Your objective:
Copy, word for word, the part of the passage on avian flu in seabirds starting with "Researchers, led by" and going on through "their kleptoparasitic behavior.".

If seabirds contract avian flu by stealing food from infected birds, it offers valuable information for scientists on where to look for outbreaks among these at-risk bird species.
The H5N1 avian influenza virus, a lethal strain that has resulted in the deaths of millions of birds worldwide since 2021—and, in rare instances, can be passed to humans—might be transmitted through the food theft habits of certain seabirds.
A study released today in the journal Conservation Letters emphasizes kleptoparasitism, a behavior where species like frigatebirds and skuas provoke other birds to regurgitate their food, as a potential method for the transmission of avian flu.
Researchers, led by scientists at UNSW Sydney’s Centre for Ecosystem Science and including collaborators from BirdLife International, Deakin University, and Monash University, examined data on the distribution, behavior, and movement of frigatebirds and skuas. They also sifted through a global database to identify cases of these birds contracting the virus and explored which seabird species frigatebirds and skuas commonly target for their kleptoparasitic behavior.

Collected data entries:
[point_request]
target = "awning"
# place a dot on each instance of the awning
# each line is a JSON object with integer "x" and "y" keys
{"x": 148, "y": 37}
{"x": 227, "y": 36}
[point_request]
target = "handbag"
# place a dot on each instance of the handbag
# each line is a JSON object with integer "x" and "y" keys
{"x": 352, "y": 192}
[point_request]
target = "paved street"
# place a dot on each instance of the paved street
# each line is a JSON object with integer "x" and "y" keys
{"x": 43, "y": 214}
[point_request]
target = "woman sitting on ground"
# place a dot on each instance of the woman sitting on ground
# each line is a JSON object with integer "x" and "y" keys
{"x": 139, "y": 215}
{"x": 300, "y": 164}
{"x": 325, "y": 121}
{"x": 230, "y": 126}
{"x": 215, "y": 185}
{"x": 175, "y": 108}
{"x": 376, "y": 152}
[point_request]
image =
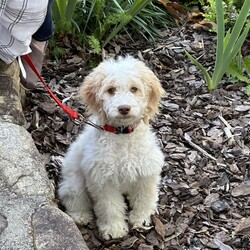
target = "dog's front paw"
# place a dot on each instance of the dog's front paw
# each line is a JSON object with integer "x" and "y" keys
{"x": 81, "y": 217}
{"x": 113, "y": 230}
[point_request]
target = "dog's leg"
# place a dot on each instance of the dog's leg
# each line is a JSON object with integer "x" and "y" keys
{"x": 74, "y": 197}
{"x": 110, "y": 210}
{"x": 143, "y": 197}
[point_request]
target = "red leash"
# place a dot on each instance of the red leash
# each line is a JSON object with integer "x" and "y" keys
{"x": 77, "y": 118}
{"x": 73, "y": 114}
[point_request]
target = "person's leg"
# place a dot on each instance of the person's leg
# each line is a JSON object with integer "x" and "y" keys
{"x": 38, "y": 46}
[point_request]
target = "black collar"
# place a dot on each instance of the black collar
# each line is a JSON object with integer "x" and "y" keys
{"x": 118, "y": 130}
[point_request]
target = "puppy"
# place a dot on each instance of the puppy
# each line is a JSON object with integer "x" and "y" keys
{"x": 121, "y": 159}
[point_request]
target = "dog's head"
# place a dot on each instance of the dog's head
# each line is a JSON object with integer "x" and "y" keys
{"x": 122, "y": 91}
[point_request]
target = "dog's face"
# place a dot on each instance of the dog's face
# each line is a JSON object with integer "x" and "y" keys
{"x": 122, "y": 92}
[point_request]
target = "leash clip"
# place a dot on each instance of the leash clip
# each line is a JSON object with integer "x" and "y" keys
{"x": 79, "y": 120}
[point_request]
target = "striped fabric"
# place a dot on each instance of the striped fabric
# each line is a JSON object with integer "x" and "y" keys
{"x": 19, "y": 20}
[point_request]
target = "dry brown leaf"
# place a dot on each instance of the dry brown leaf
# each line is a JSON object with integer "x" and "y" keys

Result of the exercise:
Researchers, led by scientists at UNSW Sydney’s Centre for Ecosystem Science and including collaborators from BirdLife International, Deakin University, and Monash University, examined data on the distribution, behavior, and movement of frigatebirds and skuas. They also sifted through a global database to identify cases of these birds contracting the virus and explored which seabird species frigatebirds and skuas commonly target for their kleptoparasitic behavior.